Records from a point labeling set
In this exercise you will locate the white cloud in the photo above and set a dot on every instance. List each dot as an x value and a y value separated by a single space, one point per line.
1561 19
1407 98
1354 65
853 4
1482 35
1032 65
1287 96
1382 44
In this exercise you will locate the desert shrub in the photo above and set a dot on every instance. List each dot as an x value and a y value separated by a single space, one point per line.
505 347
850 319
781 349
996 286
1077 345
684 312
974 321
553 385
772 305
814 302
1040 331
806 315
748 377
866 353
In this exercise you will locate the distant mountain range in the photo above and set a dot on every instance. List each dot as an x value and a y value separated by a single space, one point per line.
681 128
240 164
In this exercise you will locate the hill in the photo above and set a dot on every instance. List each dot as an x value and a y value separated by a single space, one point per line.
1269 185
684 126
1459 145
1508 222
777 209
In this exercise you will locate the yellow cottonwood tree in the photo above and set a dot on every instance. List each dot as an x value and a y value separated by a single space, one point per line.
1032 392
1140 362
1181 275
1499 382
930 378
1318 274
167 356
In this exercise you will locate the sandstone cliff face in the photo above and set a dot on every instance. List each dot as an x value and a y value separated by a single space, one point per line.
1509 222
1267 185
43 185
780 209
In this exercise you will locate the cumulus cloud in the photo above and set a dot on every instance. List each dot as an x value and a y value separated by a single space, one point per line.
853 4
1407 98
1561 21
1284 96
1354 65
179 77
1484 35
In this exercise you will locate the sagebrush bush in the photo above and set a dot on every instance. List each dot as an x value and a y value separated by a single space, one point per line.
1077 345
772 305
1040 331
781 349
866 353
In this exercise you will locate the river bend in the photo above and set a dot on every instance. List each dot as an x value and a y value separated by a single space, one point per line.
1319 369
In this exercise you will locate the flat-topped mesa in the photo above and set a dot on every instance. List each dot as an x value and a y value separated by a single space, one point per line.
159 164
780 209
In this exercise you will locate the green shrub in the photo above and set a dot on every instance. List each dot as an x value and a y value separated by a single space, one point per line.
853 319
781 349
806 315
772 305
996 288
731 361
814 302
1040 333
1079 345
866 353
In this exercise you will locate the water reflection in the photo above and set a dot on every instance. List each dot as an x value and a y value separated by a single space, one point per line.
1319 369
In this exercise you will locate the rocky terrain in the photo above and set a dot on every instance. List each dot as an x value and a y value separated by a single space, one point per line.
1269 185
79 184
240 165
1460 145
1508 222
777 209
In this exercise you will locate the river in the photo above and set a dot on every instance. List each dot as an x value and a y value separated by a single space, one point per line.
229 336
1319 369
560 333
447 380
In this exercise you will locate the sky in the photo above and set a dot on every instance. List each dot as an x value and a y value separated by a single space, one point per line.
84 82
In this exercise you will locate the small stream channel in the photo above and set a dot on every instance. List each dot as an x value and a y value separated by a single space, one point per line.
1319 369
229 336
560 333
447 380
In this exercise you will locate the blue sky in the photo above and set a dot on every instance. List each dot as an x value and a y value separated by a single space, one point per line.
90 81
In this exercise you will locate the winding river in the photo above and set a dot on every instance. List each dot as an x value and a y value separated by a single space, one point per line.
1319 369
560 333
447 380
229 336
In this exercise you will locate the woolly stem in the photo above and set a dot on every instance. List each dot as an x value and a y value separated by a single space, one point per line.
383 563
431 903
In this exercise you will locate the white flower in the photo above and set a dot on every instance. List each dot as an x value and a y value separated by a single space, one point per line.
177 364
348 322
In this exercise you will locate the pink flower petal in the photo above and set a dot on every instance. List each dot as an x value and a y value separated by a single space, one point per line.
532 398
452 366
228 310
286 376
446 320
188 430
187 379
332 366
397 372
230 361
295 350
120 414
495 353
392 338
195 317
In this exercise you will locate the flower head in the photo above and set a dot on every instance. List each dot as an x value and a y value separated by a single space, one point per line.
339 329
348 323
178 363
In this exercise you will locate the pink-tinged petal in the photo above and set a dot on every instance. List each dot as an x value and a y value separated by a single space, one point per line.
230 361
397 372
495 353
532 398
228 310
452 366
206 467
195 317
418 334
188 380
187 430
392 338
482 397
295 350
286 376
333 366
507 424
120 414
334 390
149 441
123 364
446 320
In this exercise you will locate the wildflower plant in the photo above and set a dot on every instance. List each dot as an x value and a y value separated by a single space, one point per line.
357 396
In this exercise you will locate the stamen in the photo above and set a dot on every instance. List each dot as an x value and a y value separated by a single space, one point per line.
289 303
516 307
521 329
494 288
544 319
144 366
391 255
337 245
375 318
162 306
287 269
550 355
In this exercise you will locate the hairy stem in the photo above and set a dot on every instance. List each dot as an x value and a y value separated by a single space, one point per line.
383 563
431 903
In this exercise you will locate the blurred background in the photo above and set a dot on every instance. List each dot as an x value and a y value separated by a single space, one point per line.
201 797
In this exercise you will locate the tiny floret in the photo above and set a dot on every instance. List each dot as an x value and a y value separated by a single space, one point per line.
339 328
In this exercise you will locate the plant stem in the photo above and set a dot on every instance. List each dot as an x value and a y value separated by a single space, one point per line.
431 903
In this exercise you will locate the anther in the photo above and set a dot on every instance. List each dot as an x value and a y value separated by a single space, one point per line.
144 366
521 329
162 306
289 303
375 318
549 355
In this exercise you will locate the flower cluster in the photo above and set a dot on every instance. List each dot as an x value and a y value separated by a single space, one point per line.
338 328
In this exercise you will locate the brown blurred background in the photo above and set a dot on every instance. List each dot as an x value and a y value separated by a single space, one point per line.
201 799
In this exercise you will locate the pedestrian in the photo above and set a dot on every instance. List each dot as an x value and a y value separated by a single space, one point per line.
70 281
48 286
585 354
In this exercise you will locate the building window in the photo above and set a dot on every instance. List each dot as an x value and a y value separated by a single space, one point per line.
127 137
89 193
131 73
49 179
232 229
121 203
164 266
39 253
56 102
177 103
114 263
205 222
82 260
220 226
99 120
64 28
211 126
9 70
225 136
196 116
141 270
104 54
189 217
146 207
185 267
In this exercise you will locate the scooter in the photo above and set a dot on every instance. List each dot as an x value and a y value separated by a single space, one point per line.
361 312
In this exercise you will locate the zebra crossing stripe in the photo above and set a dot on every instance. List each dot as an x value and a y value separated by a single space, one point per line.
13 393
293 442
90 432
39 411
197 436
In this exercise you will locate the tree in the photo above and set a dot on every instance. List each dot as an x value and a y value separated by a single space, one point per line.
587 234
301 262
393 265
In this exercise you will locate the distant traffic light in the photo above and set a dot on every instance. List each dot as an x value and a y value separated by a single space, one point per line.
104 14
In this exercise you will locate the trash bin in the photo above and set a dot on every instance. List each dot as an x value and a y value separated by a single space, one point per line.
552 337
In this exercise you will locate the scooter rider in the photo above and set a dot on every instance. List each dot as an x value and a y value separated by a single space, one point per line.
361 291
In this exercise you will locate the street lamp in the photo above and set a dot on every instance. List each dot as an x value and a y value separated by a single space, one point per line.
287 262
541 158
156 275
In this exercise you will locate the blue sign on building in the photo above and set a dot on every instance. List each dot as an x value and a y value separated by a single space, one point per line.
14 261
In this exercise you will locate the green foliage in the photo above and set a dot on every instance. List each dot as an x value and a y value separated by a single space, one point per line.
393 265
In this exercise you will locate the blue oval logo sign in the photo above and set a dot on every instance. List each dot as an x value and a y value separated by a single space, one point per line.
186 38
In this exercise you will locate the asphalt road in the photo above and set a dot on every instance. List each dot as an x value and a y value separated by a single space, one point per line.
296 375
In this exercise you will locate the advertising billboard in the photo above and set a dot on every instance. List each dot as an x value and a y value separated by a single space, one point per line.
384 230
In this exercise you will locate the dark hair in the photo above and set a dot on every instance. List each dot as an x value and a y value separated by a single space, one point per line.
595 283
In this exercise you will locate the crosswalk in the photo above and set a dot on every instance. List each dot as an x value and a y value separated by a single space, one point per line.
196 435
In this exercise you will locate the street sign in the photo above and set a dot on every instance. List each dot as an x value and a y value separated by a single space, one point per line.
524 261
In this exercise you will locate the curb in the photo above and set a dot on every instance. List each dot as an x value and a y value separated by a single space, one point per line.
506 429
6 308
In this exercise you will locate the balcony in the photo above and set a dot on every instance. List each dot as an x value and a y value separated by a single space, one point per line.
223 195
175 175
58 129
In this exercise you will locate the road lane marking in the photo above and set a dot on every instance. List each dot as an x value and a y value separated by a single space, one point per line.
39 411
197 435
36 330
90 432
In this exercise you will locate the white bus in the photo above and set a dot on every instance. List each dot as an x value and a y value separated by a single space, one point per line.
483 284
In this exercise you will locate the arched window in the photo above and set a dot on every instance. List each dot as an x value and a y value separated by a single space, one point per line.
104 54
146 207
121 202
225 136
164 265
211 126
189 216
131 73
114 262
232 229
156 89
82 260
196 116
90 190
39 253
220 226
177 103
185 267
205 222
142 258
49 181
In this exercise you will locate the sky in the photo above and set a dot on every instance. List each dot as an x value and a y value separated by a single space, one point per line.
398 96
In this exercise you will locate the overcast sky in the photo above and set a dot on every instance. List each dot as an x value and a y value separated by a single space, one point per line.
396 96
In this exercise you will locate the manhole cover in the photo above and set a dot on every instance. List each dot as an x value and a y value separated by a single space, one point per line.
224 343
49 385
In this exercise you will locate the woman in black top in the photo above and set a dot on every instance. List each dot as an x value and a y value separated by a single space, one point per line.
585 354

#### [Written problem]
Exactly and only the lines from the line containing "In this exercise you will locate the overcast" through the last line of the entries should be copied, both ends included.

#### [Solved problem]
In this exercise you will locate the overcast sky in the photo above and set a dot on every instance. List each dot as an x value and a y value separated by a single space, one point per line.
396 96
In this exercise you will locate the manhole cover in the photo above and set a dot on every instance. List each dot as an x value and a y value separated by a single space, one point per line.
224 343
49 385
In this exercise you will locate the woman in black top in the photo above and set a dot on every instance. List each dot as an x value and a y value separated by a single space, one point per line.
585 354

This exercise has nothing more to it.